ЗАДАНИЕ 1: Перепишите без изменений часть статьи о фильме «Жила-была одна баба», которая начинается со слов «Андрей Смирнов представил» и заканчивается словами «URL: http://www.rg.ru/2011/10/26/smirnov.html)».
ЗАДАНИЕ 2: Продолжите статью о фильме «Жила-была одна баба», начав сразу после последнего приведённого предложения.

ФРАГМЕНТ ТЕКСТА:
────────────────

Функционирует при финансовой поддержке Федерального агентства по печати и массовым коммуникациям

Павел Басинский. Век ненависти


30.10.2011


 Павел Басинский. Век ненависти

Павел Басинский

Век ненависти

Андрей Смирнов представил свой фильм о гражданской войне в России,
которая никак не закончится
(Российская газ. 2011. 26 окт. № 5616;
URL: http://www.rg.ru/2011/10/26/smirnov.html)

 

Перед пресс-показом фильма «Жила-была одна баба» в «РГ» Андрей Смирнов сказал: «Представляя картину и уходя со сцены, режиссеру принято говорить: «Приятного просмотра!» Но здесь я этого обещать не могу».

В этой картине через судьбу простой крестьянки показана жизнь русской деревни начала ХХ века: ее быт, воссозданный дотошно, в мельчайших деталях, русско-германская и гражданская война и, наконец, трагическое тамбовское восстание, с которым долго не могли справиться большевики и которое получило у них название «антоновщина».

────────────────

ЗАПИСИ НАБОРА ДАННЫХ:
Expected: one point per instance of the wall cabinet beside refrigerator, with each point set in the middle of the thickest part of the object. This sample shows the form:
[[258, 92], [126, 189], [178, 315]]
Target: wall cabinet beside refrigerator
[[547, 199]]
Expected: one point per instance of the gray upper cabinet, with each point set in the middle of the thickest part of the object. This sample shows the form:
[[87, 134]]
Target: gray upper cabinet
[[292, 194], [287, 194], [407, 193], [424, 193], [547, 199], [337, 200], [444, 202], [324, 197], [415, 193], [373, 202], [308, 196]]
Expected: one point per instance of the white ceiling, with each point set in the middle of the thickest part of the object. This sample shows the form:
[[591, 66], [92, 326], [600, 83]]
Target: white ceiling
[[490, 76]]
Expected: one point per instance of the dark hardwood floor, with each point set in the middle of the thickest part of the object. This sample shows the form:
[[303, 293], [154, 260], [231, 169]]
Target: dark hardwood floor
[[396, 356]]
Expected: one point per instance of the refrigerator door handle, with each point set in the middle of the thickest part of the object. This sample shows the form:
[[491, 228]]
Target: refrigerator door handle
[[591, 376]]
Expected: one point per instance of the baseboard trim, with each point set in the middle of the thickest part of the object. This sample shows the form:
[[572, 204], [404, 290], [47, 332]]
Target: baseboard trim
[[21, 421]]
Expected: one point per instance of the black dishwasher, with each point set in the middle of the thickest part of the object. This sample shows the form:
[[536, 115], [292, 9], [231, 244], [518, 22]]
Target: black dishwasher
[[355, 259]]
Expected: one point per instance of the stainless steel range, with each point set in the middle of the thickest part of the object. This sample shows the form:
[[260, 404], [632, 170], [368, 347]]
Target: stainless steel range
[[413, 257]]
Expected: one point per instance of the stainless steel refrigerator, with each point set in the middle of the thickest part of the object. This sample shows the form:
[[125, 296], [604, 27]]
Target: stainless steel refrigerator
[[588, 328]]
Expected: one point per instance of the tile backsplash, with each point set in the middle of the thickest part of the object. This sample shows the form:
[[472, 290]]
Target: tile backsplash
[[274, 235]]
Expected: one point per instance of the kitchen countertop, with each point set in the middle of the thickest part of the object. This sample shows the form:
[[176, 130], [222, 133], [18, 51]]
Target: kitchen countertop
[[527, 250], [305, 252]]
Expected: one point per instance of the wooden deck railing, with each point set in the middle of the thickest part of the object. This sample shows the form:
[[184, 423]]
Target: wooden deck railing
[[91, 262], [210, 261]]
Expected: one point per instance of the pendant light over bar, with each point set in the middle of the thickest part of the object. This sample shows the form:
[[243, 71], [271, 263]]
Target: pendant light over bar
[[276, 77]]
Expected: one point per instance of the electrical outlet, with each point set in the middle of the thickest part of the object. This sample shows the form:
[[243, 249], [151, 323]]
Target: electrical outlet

────────────────

ОТВЕТ К УПРАЖНЕНИЮ 1:
Андрей Смирнов представил свой фильм о гражданской войне в России,
которая никак не закончится
(Российская газ. 2011. 26 окт. № 5616;
URL: http://www.rg.ru/2011/10/26/smirnov.html)

ОТВЕТ К УПРАЖНЕНИЮ 2:
Фильм глубокий и сложный. У таких фильмов обычно трудная судьба. Но режиссер категорически не соглашается с тем, что это «кино не для всех». Об этом и о многом другом мы говорили на состоявшемся после просмотра «Деловом завтраке». Одним из зрителей картины и участников встречи была Наталья Дмитриевна Солженицына. Тема тамбовского восстания и судьбы его участников глубоко волновали Александра Исаевича. В середине 60‑х и в начале 70‑х годов он ездил на Тамбовщину, чтобы разыскать и расспросить оставшихся в живых свидетелей этой народной трагедии.

Фото: Сергей Михеев

 

Российская газета: Вопрос, который неизбежно возникает: что вы хотели этим фильмом сказать? Ведь фильм не только о тамбовском восстании, но о судьбе России в целом?

Андрей Смирнов: Мой товарищ, замечательный режиссер Роман Балаян, сказал: слушай, куда тебя несет? Сначала мы привыкли к тому, что было плохо при царе, потом произошла революция, советская власть что-то нам дала. Есть другая точка зрения: была Святая Русь, царь-мученик, всё было прекрасно, но пришли жиды и масоны и всё испортили. А у тебя получается, что и раньше было плохо, а потом стало еще хуже.

Наталья Солженицына: Как художник, вы имеете право на это. Конечно, была и такая деревня, и эти бабы битые и поротые... Это всё было. Но не только это. И не всюду, не вся деревня жила, как бунинская. А потом всё накрыла революция.

Смирнов: Цифры убийственные! 83 процента российского населения перед Февральской революцией составляло крестьянское сословие.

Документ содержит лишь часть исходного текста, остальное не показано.